___ TEXT

Abstract 1361 - Performances Comparison Of Intensified Mixers And Micromixers

PERFORMANCES COMPARISON OF INTENSIFIED MIXERS AND MICROMIXERS

Special Symposium - EPIC-1: European Process Intensification Conference - 1

EPIC-1: Multifunctionality (MF-2)

Mr FALK Laurent
National Center for Scientific Research
Laboratory of Chemical Engineering Sciences
1 rue Grandville
BP 20451
F-54001 Nancy cedex
France

Mr COMMENGE Jean-Marc
Ecole nationale supérieure des Industries Chimiques
Laboratory of Chemical Ecience Engineering
1 rue Grandville
BP 20451
F-54 001 Nancy cedex
France, Metropolitan

Keywords: mixing, characterization,

FALK Laurent, COMMENGE Jean-Marc, LOMEL Sébastien*, RAMDANI Kamel*,
LSGC-ENSIC, 1 rue Grandville BP 2045, 54001 Nancy cedex, France
* RHODIA, Centre de Recherches & Technologies de Lyon
85 rue des Frères Perret BP 62 F-69162 Saint-Fons Cedex

The production of high added values molecules in the fine chemistry and pharmaceutical industry is essentially carried out in batch and semi batch stirred tanks, which conception has in fact not changed since hundreds of years. The chemical reactions are very often fast exothermic reactions involving complex reactions schemes which may induce selectivity and yield problems because of poor mixing efficiency of the stirred tank. Besides, it is known that for reactions with multiple consecutive or parallel stoichiometry, the introduction of the co-reagent by a feeding law is synonymous of selectivity loss if the desired product is an intermediate replacement product. To prevent selectivity problems induced by mixing, batch reactors work in diluted solvent environment which fatal consequences are the important use of solvent that is necessary to separate and to recycle.
For some years, there is an alternative in the use of these batch reactors, thanks to process intensification and to microreactors development. The idea consists in transposing the reactions into continuous small plug flow reactors equipped with intensive mixing devices.

These mixers are very often characterized by chemical test reactions, whose selectivity of the products is influenced by the mixing conditions. These methods are very convenient to use but they have the drawback to give an information about the mixing quality which is only the reflection of the reaction conditions: on fixed hydrodynamics conditions, i.e. mixing conditions, we have an impression, for a slow reaction, of an effective mixing while for a fast reaction, the mixing quality is lower.
Generally, the conditions of reaction (concentrations) are adapted to make the most sensitive possible measure of the characterized mixer. As a result, the comparison between the mixers is even often difficult, all the more impossible if different test reactions have been used. In spite of the numerous publications on these intensified mixers, it is still difficult to get a clear information on theses mixers. Furthermore test reactions are not the reactions used industrially, and the transposition is particularly delicate.
The objective of the present paper is to propose the comparison of mixers in term of mixing time, independent of the reactions conditions.
From a certain number of results of the literature on characteristic mixers, we compare all the devices on the same graph giving the mixing time as a function of a key parameter of the operating conditions, as the power rate dissipation per unit mass. The aimed objective is that a user can easily compare the technologies between them so as to choose the most appropriate for his process.

Presented Thursday 20, 11:40 to 12:00, in session EPIC-1: Multifunctionality (MF-2).

______
___ DATA PROVIDED

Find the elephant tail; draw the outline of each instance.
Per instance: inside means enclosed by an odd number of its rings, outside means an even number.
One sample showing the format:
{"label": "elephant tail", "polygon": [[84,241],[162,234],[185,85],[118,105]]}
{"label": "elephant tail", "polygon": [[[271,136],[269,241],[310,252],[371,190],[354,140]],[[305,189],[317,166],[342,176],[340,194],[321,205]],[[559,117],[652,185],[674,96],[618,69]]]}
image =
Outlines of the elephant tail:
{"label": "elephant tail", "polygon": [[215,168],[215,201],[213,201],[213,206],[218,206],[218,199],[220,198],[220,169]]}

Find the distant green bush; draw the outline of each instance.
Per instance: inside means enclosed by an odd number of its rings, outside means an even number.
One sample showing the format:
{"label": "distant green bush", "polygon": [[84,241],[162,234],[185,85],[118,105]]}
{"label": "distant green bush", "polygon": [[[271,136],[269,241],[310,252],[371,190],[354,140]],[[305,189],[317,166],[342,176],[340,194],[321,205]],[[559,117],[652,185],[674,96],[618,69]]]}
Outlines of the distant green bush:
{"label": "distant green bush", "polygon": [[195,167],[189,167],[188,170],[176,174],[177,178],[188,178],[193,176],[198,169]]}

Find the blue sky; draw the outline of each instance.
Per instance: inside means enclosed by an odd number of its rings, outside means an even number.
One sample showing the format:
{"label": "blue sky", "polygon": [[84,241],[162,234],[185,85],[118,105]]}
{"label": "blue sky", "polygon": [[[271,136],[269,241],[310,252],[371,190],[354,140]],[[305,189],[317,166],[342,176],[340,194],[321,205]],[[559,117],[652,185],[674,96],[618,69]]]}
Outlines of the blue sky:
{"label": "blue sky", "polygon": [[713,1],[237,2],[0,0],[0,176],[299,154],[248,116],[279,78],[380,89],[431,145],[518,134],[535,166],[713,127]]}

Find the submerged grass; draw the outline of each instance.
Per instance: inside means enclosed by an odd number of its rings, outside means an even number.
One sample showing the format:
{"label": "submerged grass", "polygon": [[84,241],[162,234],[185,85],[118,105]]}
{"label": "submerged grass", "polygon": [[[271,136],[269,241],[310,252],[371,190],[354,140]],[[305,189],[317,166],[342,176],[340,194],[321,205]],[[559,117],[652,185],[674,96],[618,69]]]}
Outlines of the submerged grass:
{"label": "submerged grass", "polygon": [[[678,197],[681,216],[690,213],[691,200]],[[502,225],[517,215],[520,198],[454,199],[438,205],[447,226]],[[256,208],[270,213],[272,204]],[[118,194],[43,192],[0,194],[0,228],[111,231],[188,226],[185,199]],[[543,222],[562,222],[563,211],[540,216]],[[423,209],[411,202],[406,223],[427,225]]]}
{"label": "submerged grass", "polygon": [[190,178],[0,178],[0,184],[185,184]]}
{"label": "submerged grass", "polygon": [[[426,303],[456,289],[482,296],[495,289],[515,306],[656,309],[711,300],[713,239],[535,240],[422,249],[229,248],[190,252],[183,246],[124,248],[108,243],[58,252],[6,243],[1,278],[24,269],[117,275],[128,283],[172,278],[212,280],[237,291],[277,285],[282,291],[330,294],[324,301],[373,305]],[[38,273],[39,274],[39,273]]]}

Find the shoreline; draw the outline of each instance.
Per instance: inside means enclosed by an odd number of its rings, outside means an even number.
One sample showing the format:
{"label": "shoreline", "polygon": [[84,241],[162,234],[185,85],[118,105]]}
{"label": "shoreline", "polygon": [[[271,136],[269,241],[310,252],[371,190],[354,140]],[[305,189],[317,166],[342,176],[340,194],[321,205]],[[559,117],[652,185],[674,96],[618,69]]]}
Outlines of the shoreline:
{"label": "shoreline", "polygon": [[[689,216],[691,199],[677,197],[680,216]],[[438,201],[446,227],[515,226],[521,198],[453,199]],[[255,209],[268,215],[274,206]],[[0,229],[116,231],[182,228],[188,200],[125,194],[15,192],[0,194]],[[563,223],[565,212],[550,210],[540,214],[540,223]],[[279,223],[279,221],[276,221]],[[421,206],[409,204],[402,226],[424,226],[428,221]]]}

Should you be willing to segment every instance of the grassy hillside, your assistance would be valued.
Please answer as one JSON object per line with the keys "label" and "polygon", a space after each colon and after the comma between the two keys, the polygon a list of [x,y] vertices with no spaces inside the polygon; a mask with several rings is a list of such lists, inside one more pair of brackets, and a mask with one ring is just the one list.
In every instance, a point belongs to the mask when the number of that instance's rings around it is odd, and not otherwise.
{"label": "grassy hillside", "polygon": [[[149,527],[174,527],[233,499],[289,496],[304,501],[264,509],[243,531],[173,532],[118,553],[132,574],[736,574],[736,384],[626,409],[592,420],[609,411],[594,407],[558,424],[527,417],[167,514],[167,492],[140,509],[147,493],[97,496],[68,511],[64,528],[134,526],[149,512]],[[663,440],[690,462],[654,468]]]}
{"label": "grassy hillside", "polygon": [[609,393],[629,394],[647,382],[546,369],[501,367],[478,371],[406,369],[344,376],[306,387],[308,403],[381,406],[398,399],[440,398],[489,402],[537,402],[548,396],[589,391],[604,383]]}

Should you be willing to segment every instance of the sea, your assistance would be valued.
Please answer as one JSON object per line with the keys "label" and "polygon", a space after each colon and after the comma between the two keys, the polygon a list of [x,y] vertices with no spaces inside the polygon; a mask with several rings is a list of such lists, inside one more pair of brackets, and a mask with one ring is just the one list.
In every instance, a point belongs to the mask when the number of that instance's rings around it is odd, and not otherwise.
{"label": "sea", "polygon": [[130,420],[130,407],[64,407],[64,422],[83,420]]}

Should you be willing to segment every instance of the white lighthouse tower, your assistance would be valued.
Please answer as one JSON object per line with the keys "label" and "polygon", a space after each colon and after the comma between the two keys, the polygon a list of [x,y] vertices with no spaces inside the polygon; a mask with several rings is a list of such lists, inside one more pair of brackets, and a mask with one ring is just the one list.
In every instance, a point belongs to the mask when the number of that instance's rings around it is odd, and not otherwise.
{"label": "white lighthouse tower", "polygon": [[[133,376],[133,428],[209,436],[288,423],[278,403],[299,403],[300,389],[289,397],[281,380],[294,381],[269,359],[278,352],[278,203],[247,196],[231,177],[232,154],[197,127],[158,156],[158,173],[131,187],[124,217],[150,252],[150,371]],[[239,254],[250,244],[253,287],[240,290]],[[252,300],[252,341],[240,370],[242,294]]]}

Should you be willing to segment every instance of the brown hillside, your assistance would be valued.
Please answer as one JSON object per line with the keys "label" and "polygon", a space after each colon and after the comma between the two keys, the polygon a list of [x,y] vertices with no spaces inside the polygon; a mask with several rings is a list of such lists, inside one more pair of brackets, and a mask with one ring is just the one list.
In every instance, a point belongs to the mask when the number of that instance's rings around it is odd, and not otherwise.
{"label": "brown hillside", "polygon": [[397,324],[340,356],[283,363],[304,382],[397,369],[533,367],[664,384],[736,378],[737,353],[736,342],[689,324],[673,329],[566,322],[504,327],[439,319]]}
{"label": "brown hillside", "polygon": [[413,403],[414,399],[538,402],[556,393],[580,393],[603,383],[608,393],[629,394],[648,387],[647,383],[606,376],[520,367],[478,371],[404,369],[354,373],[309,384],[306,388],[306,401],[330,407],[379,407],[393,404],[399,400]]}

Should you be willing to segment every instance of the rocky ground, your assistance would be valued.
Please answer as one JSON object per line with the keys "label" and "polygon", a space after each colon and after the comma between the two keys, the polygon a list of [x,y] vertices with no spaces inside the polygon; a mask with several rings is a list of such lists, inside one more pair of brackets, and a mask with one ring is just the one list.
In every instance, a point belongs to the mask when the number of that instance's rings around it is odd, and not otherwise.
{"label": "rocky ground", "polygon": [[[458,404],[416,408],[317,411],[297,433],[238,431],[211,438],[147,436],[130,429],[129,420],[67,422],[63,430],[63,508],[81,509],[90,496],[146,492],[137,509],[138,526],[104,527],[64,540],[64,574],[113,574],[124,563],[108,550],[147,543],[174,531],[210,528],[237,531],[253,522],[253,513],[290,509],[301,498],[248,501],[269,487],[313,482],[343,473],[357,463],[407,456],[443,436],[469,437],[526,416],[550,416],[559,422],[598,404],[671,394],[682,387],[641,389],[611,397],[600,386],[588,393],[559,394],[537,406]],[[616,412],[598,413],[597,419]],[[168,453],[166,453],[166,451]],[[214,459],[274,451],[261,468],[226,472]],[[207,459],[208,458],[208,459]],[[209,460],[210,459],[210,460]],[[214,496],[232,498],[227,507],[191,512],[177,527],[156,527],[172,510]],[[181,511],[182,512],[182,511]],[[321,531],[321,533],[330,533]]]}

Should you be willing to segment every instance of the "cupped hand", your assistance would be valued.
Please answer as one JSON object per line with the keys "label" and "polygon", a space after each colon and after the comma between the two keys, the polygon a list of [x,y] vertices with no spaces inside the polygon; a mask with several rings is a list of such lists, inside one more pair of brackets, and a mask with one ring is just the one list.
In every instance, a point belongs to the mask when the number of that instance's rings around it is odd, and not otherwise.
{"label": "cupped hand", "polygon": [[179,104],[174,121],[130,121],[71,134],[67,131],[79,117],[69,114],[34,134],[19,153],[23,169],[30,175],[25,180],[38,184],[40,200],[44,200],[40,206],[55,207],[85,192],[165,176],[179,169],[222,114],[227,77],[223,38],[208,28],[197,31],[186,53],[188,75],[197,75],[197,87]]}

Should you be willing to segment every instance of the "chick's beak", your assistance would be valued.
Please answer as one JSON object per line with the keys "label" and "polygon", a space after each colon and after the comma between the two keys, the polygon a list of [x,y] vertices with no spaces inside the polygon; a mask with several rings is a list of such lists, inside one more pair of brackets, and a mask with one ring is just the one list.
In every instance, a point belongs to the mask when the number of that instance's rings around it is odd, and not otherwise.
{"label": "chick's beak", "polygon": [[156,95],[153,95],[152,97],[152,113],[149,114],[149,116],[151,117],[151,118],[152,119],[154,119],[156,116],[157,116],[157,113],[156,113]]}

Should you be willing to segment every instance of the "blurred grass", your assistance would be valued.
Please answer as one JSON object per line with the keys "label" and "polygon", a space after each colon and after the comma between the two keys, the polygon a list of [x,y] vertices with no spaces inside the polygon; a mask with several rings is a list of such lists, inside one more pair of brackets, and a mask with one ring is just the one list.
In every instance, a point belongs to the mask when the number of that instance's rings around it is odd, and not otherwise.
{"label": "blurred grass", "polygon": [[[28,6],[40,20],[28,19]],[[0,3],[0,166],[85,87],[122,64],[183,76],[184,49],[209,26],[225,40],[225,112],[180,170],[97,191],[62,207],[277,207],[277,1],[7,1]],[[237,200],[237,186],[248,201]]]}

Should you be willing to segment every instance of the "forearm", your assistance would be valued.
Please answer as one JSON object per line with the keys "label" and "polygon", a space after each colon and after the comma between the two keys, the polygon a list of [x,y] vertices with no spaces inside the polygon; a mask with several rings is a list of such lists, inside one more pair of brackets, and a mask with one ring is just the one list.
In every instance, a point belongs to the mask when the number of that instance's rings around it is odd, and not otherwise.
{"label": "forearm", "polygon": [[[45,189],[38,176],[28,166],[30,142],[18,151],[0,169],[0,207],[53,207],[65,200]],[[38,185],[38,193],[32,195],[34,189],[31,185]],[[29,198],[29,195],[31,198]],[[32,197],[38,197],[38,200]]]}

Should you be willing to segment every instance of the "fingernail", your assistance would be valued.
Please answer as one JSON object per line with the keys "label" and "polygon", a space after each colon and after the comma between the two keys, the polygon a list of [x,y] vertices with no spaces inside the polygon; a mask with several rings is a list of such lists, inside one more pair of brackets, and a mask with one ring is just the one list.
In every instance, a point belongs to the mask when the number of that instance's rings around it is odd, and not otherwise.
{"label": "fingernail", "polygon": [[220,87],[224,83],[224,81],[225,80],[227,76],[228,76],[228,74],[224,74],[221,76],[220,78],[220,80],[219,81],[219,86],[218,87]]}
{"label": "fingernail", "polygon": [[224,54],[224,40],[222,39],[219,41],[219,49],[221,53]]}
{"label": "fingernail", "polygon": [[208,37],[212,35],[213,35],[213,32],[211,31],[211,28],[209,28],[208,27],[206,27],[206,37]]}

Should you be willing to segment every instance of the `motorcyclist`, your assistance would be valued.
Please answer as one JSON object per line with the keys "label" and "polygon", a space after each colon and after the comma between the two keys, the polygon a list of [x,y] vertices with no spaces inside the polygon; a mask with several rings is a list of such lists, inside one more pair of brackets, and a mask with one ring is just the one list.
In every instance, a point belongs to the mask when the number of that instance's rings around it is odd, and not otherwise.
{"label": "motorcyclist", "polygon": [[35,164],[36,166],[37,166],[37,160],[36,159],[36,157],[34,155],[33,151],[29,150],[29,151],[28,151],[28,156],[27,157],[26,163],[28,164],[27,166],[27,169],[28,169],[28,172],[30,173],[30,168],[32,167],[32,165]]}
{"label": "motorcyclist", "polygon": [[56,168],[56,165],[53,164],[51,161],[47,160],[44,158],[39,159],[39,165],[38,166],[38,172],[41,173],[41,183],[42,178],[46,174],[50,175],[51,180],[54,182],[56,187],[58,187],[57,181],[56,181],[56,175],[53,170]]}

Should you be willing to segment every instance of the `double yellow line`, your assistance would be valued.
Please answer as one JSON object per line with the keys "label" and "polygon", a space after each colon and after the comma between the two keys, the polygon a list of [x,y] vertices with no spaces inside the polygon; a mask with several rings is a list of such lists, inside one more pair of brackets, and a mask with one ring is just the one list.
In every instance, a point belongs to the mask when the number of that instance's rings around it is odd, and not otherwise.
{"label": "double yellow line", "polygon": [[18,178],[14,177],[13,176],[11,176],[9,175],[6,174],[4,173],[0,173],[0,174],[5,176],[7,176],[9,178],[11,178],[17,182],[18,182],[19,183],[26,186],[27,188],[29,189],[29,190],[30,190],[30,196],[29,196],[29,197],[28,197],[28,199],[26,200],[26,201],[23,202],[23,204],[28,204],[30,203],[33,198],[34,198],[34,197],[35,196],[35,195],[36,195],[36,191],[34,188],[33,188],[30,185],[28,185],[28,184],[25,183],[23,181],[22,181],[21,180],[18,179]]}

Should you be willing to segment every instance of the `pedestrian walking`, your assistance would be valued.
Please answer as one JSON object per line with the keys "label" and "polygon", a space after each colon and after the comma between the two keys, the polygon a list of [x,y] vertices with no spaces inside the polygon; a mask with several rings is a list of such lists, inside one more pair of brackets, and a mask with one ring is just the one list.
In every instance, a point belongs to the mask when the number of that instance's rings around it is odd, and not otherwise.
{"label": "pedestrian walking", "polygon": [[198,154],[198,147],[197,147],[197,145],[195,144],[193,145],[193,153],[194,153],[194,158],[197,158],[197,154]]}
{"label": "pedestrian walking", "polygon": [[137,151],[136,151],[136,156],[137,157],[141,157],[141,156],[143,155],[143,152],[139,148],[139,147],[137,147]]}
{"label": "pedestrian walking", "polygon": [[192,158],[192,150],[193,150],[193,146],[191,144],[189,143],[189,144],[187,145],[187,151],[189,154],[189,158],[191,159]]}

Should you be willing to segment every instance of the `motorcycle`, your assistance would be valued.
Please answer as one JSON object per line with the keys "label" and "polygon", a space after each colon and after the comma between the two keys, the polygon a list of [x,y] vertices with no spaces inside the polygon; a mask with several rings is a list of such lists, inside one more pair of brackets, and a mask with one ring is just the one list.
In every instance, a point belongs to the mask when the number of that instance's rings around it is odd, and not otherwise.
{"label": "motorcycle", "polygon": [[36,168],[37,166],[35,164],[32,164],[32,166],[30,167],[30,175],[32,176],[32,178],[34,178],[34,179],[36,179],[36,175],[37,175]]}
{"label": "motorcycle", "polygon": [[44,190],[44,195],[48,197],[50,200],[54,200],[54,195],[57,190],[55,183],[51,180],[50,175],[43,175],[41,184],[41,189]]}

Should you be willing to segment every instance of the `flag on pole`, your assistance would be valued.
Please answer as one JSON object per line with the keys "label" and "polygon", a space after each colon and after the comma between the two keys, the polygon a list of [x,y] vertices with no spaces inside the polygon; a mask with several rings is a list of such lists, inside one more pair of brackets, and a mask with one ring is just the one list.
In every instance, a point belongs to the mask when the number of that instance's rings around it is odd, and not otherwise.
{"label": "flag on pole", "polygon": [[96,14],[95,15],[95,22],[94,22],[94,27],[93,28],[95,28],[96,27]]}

______

**DIRECTIONS**.
a – According to the abstract, in terms of what quantity does the paper propose to compare mixers?
b – In the abstract, write out the passage from "For some years, there" up to and including "intensive mixing devices.", substituting "tubular reactors" for "plug flow reactors".
c – Please condense the abstract's paragraph beginning "The production of high added values molecules" into a short bulleted list that keeps its main facts.
The listing above is separate material, unrelated to the abstract.

**SOLUTIONS TO THE TASKS**.
a – Mixing time, independent of the reaction conditions.

b –
For some years, there is an alternative in the use of these batch reactors, thanks to process intensification and to microreactors development. The idea consists in transposing the reactions into continuous small tubular reactors equipped with intensive mixing devices.

c –
- High added value molecules in fine chemistry and pharmaceuticals are mostly produced in batch and semi-batch stirred tanks, a design unchanged for hundreds of years.
- The reactions are often fast, exothermic and complex, so poor mixing in the stirred tank can cause selectivity and yield problems.
- For reactions with multiple consecutive or parallel stoichiometry, feeding the co-reagent by a feeding law means a loss of selectivity if the desired product is an intermediate.
- To avoid mixing-induced selectivity problems, batch reactors run in diluted solvent, which requires large amounts of solvent that must be separated and recycled.